* Data listing

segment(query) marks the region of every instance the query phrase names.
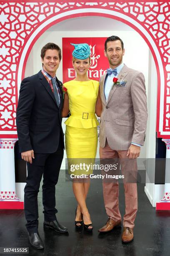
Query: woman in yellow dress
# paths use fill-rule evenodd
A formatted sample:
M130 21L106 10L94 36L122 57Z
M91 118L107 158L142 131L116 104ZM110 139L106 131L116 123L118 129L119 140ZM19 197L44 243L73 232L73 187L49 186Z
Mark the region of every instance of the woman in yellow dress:
M90 80L87 74L91 60L89 46L87 44L71 44L75 47L72 53L72 65L76 77L63 84L67 91L62 113L62 117L67 116L69 111L70 113L65 122L65 148L70 166L73 163L80 165L82 161L86 164L94 162L99 125L95 113L100 116L102 110L99 82ZM90 184L88 175L92 170L80 169L72 172L75 177L77 175L86 174L86 178L73 179L73 190L78 203L75 225L80 228L83 224L88 231L91 231L93 227L86 199ZM71 172L71 171L70 173Z

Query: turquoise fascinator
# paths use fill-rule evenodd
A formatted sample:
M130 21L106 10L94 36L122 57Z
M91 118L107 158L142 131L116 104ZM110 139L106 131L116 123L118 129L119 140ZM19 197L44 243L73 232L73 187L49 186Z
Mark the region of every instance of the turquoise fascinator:
M90 54L90 49L87 44L71 44L75 49L72 52L72 55L76 59L85 59L89 57Z

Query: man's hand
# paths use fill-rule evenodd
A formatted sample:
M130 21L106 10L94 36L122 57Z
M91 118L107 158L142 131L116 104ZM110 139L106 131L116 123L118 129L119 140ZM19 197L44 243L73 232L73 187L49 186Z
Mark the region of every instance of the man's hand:
M127 156L129 156L129 159L138 158L140 155L140 147L131 144L128 150Z
M29 150L29 151L25 151L22 152L21 153L22 159L23 159L25 161L27 161L30 164L32 163L32 158L34 159L34 151L33 149Z

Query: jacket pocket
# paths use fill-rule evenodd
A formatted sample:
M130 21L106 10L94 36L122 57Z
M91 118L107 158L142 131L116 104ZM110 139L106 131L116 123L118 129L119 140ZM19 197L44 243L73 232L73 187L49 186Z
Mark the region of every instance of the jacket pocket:
M49 131L48 125L32 125L30 126L31 131Z
M133 127L134 125L134 120L122 120L122 119L116 119L115 122L117 124L120 125L124 125L125 126L130 126Z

* Problem description
Set down every one of the records above word for word, leaving out the pictures.

* Full solution
segment(query) marks the region of every instance the query phrase names.
Query: woman in yellow dress
# paths use fill-rule evenodd
A formatted sample:
M130 21L106 10L94 36L122 57Z
M91 118L107 158L142 131L116 104ZM110 139L106 131L116 123L118 129L119 140ZM19 197L44 243L73 232L73 187L49 186Z
Mark the region of every instance of the woman in yellow dress:
M90 80L87 74L91 60L89 46L87 44L71 44L75 47L72 53L72 65L76 77L63 84L67 91L62 113L62 117L67 116L69 111L70 113L65 122L65 148L70 166L73 163L80 165L82 161L86 164L94 162L99 125L95 113L100 116L102 110L99 82ZM90 184L88 175L92 170L80 169L72 172L75 177L77 175L86 174L86 178L73 179L73 190L78 203L75 225L80 228L83 224L88 231L91 231L93 227L86 199ZM71 172L71 171L70 173Z

Query: turquoise fascinator
# paths use fill-rule evenodd
A formatted sample:
M130 21L106 10L94 36L122 57Z
M91 118L107 158L142 131L116 104ZM110 139L106 131L116 123L118 129L119 140ZM19 197L44 243L73 232L73 187L49 186Z
Mark the region of every instance of the turquoise fascinator:
M90 54L90 49L87 44L71 44L75 49L72 52L72 55L76 59L85 59L89 57Z

Query: man's hand
# paths use fill-rule evenodd
A formatted sample:
M130 21L106 10L94 36L122 57Z
M91 118L107 158L142 131L116 104ZM110 139L106 131L116 123L118 129L119 140ZM19 197L44 243L73 232L73 187L49 186Z
Mark the region of every instance of the man's hand:
M127 156L129 156L129 159L138 158L140 155L140 147L131 144L128 150Z
M29 150L29 151L25 151L22 152L21 153L22 159L23 159L25 161L27 161L30 164L32 163L32 158L34 159L34 151L33 149Z

Query: jacket pocket
# paths use fill-rule evenodd
A formatted sample:
M130 21L106 10L94 36L122 57Z
M91 118L107 158L142 131L116 104ZM110 139L106 131L116 123L118 129L119 140ZM19 197L44 243L73 232L73 187L49 186Z
Mark the region of every instance of the jacket pocket:
M49 131L48 125L32 125L30 126L31 131Z
M133 127L134 125L134 120L122 120L122 119L116 119L115 122L117 124L120 125L124 125L125 126L130 126Z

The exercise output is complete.